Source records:
--

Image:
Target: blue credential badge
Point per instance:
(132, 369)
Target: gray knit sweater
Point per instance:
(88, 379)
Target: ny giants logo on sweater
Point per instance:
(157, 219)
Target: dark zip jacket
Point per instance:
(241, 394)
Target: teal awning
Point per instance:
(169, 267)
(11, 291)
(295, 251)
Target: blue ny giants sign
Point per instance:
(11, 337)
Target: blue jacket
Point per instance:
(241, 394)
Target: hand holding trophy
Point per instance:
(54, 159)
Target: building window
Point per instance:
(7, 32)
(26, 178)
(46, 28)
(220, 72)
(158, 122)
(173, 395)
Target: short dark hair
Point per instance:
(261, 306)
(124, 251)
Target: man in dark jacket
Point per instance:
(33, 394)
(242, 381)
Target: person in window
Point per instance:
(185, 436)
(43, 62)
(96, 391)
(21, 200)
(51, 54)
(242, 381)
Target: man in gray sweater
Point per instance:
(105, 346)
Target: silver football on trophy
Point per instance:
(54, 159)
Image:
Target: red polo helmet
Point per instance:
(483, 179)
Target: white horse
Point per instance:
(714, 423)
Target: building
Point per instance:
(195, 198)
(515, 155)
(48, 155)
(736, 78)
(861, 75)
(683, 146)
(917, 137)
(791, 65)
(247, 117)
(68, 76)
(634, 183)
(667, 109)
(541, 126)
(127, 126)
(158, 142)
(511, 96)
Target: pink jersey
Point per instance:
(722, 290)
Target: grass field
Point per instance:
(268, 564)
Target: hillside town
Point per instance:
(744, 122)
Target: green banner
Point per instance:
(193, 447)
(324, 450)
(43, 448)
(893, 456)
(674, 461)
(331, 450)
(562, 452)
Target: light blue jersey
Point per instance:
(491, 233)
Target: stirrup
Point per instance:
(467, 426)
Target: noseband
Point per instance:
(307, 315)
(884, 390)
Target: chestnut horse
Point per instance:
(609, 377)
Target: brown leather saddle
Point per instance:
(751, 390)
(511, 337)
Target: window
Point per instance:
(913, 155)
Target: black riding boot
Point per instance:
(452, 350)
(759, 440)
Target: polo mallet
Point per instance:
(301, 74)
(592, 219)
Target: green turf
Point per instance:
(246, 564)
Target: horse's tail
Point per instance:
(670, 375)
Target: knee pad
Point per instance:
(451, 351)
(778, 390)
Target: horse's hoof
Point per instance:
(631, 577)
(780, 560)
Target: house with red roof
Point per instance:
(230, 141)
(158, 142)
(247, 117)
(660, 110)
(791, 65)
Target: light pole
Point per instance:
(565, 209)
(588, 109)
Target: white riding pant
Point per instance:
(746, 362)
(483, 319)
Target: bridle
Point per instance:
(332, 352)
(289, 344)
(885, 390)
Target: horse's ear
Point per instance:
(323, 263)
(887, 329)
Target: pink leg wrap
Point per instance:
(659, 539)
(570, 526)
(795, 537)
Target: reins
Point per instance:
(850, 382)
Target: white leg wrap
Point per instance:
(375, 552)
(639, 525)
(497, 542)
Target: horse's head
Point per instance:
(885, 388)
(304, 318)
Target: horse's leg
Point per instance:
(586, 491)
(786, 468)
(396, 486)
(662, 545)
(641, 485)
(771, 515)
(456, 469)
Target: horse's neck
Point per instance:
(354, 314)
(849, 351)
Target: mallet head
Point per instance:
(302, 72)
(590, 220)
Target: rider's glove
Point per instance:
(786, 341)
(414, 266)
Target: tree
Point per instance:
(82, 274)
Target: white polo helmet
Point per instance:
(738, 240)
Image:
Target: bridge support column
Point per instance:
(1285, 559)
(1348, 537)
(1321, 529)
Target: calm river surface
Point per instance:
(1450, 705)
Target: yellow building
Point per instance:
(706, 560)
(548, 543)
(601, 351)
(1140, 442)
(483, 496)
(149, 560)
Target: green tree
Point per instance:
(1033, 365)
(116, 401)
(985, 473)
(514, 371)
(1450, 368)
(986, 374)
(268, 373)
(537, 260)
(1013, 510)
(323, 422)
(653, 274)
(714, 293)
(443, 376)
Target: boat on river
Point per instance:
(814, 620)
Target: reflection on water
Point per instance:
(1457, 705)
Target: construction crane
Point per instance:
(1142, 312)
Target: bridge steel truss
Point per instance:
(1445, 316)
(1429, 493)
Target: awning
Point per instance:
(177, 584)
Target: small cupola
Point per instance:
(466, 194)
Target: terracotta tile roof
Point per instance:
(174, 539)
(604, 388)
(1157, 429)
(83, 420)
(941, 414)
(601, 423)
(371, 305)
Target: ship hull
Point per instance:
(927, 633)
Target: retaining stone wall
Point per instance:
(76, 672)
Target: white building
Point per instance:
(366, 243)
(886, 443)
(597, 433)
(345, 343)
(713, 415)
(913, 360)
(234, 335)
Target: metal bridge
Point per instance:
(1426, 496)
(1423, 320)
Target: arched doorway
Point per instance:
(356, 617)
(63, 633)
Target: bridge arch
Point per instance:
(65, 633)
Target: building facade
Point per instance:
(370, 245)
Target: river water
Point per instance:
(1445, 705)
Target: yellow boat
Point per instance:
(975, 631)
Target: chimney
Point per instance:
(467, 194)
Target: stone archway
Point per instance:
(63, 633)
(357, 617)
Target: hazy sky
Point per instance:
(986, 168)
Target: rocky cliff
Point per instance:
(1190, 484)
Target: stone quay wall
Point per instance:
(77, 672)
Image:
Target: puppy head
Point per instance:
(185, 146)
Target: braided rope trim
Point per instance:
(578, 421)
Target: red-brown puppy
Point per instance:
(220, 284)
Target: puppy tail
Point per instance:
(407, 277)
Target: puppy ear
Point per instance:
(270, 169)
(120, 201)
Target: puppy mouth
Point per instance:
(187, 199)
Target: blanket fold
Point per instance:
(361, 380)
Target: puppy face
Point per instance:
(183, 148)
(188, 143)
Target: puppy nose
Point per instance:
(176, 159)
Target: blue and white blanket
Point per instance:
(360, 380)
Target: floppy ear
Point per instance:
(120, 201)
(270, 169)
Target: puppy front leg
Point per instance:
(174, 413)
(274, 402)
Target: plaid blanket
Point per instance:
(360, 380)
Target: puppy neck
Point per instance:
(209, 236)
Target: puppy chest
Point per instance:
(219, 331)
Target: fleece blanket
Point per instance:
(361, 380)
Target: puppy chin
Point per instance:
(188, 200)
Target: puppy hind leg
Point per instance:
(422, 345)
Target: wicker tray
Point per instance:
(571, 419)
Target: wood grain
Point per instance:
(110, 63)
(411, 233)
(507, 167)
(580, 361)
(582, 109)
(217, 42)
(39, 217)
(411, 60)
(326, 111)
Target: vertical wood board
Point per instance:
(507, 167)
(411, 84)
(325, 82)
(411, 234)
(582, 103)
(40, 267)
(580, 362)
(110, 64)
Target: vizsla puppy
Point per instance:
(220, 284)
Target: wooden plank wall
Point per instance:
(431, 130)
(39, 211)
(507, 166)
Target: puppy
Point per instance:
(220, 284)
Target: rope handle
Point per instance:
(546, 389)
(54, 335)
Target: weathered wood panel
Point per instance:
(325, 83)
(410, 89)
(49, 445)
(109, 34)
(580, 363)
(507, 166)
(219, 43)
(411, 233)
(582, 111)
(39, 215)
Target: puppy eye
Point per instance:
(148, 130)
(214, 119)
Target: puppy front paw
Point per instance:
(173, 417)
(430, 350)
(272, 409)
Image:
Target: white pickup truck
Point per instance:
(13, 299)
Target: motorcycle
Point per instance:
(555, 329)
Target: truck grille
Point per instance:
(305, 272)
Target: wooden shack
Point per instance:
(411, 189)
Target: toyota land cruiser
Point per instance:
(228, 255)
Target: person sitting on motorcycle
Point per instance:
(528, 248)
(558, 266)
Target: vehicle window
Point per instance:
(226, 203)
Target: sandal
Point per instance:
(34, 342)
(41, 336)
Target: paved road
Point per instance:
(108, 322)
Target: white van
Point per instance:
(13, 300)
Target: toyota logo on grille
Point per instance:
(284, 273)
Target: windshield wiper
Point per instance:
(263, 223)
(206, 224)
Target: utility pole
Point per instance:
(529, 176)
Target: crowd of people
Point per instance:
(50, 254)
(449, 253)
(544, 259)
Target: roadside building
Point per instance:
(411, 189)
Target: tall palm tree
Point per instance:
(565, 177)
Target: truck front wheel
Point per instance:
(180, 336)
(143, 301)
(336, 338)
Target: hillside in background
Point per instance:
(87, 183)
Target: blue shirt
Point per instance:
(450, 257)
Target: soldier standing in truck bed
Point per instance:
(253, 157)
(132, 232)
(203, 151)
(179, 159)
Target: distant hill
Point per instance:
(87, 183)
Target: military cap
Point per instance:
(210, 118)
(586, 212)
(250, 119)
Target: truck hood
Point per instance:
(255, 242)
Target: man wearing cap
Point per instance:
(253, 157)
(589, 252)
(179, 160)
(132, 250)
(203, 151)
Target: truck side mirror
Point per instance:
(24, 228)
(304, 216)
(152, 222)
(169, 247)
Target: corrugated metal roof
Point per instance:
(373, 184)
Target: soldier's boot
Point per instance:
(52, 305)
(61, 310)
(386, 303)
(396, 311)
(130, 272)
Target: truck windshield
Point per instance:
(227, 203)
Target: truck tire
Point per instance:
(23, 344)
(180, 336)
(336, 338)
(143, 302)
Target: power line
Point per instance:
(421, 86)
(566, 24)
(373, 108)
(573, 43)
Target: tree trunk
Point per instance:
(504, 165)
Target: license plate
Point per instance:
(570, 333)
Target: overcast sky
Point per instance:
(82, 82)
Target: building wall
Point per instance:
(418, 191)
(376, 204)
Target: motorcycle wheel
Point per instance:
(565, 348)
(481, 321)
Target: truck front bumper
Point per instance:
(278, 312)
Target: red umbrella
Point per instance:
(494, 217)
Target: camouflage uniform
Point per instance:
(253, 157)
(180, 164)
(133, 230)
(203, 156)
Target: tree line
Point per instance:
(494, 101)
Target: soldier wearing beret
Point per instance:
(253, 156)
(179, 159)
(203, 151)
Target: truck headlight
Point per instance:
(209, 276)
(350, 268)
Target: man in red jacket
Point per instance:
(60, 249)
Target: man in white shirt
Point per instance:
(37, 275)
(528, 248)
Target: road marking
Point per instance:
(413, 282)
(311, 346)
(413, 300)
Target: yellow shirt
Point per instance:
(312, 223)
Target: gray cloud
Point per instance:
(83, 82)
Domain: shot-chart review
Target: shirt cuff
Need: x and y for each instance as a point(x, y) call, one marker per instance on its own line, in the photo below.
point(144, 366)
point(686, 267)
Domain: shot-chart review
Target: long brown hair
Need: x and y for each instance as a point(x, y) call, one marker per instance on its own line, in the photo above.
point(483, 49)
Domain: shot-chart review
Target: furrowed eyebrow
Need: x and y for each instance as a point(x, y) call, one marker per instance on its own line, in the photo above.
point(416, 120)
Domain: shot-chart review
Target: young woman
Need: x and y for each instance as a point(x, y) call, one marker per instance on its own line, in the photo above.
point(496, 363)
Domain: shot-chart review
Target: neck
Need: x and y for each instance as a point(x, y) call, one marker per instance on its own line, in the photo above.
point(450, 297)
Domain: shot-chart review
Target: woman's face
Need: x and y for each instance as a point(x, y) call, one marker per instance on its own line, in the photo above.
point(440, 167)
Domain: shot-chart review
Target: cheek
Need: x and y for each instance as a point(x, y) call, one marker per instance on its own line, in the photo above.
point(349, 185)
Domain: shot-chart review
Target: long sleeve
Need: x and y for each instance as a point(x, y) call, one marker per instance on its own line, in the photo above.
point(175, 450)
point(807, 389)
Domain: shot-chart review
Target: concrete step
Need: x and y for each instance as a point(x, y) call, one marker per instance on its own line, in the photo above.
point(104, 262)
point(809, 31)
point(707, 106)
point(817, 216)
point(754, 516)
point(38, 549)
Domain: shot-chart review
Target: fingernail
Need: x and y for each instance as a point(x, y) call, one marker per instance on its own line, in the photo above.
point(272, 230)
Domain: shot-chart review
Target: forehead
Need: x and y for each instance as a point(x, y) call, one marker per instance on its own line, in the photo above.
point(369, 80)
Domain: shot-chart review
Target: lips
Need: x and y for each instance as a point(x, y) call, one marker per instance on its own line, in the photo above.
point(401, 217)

--

*EXERCISE DESCRIPTION:*
Only the lines containing the string "mallet" are needed; pull them out of the records.

*SOLUTION FOR THIS EXERCISE:*
Target: polo mallet
Target: mallet head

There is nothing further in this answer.